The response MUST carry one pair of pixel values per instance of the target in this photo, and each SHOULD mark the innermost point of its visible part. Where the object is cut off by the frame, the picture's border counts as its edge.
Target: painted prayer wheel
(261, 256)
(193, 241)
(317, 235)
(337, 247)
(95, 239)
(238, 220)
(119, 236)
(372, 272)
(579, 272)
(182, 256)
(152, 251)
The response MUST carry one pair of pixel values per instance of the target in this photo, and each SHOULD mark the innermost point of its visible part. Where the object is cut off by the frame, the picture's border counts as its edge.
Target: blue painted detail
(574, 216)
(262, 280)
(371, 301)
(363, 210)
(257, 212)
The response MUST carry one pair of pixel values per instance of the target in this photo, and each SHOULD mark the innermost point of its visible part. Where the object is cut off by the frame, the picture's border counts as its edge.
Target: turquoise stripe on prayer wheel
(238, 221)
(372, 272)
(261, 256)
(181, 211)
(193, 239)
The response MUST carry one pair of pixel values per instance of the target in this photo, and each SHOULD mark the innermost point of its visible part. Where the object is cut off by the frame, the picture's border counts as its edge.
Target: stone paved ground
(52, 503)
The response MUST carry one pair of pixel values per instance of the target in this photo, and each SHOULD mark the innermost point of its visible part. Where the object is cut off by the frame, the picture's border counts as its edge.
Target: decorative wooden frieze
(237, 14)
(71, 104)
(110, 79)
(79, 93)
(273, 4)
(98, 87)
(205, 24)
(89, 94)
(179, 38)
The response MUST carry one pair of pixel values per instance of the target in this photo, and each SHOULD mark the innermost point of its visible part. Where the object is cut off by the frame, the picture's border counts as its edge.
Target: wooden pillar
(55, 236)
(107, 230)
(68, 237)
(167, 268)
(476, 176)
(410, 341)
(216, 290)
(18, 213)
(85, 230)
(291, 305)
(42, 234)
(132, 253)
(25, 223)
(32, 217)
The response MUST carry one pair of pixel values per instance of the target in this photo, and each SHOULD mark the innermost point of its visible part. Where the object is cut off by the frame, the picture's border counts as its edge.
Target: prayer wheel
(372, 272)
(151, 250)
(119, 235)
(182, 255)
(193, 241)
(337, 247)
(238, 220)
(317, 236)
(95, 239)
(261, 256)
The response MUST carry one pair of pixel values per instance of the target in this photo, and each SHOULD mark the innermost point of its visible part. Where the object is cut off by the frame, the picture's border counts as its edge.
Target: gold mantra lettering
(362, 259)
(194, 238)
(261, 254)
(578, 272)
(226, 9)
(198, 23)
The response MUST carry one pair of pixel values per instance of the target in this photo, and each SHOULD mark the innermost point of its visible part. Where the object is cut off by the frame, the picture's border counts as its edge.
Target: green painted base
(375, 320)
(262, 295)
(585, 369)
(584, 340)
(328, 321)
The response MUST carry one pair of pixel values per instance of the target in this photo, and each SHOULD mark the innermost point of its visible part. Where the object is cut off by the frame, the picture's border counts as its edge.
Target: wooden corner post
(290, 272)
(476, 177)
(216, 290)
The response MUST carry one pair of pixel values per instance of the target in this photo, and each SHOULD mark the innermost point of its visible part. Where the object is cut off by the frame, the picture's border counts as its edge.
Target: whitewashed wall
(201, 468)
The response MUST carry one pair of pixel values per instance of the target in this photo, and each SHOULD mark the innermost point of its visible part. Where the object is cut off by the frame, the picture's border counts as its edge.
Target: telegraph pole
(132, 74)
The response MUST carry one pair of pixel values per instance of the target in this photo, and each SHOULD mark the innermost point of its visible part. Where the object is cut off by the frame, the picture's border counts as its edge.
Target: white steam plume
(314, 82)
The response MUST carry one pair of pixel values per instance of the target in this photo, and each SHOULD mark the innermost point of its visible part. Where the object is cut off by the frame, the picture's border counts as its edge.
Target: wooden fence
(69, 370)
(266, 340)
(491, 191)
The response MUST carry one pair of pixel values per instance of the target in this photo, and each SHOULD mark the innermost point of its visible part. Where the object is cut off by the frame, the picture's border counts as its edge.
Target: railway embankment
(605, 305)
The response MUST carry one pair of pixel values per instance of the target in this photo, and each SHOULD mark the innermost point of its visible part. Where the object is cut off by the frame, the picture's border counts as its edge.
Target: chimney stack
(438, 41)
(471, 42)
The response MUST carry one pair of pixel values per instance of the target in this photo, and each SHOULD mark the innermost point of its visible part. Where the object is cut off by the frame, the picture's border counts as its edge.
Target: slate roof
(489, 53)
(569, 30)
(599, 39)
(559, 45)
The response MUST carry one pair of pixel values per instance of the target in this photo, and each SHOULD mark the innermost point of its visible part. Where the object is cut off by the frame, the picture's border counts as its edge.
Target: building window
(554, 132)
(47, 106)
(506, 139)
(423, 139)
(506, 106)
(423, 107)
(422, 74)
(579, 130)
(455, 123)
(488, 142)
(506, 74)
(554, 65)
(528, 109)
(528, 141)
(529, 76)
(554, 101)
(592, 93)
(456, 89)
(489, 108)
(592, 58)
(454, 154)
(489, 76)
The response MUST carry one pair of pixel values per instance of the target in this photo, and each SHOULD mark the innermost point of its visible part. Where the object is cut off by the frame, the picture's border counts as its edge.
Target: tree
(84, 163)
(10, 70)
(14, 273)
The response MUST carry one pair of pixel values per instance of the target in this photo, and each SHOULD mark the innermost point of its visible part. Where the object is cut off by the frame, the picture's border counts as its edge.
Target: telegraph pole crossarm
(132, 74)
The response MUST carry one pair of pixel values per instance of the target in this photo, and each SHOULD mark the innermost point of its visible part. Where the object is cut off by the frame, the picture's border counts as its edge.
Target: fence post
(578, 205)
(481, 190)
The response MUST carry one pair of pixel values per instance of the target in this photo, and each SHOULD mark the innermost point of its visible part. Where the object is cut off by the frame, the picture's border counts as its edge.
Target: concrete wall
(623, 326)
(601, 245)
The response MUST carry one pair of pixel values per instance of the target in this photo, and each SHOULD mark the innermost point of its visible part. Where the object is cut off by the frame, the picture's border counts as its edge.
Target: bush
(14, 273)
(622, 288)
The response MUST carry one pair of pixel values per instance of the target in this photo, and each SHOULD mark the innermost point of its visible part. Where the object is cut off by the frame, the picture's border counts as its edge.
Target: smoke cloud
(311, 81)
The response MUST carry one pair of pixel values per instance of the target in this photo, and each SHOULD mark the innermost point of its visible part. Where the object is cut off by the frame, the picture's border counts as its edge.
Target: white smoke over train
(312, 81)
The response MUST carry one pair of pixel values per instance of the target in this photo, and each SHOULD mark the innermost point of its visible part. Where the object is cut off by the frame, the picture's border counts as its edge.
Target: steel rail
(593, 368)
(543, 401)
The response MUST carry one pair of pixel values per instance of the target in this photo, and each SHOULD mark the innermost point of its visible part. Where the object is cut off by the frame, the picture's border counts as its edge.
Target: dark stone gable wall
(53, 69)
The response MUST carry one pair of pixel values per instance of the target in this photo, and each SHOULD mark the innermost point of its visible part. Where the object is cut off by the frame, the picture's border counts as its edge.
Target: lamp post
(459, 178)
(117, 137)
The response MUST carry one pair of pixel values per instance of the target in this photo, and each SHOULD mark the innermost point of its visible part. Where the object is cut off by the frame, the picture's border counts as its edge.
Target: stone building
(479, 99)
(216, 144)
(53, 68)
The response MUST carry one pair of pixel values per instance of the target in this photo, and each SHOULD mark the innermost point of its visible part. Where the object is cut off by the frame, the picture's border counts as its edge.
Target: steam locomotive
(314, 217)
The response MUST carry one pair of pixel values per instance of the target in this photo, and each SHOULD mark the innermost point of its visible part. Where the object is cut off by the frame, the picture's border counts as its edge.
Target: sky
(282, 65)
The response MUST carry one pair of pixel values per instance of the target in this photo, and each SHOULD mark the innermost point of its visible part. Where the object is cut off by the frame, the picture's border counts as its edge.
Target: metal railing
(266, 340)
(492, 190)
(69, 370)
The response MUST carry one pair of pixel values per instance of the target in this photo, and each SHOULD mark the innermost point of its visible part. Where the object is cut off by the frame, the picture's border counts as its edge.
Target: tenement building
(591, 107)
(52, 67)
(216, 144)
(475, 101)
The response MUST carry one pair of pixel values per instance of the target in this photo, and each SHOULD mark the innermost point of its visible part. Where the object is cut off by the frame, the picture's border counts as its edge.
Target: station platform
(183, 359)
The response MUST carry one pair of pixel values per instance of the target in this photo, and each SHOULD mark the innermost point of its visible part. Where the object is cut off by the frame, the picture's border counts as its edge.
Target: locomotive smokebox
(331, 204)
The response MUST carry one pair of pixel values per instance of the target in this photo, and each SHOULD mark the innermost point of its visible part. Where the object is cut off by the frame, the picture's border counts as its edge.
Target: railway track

WHAT THE EXERCISE ASKS | Please write out, exactly as they appear, the lines from the line containing "Target: metal railing" through the last line of the records above, both included.

TASK SOLUTION |
Target: metal railing
(266, 340)
(492, 190)
(69, 370)
The response MUST carry one pair of pixel values per instance of the target in this photo, and each SHOULD mark the innermost point of its visible part. Where the object is cut off by the frame, the picture's border counts as its edge.
Target: tenement building
(591, 107)
(52, 67)
(216, 144)
(475, 101)
The response MUST carry one pair of pixel values per instance of the target in this photo, and each SHOULD mark the innermost point of its visible part. Where the object is cut off by the frame, the picture's border counts as its edge.
Target: station platform
(183, 359)
The response MUST carry one pair of pixel values per instance of the target in this photo, and each SHOULD mark the innermost point of its visible part. Where the object is cut off by the frame, the picture's border counts as its edge.
Target: locomotive smokebox
(331, 204)
The response MUST carry one pair of pixel values per instance of the target in this photo, and each SHOULD mark the innermost point of its visible part. Where the object is cut off by the frame, the picture's border counts as its edge.
Target: railway track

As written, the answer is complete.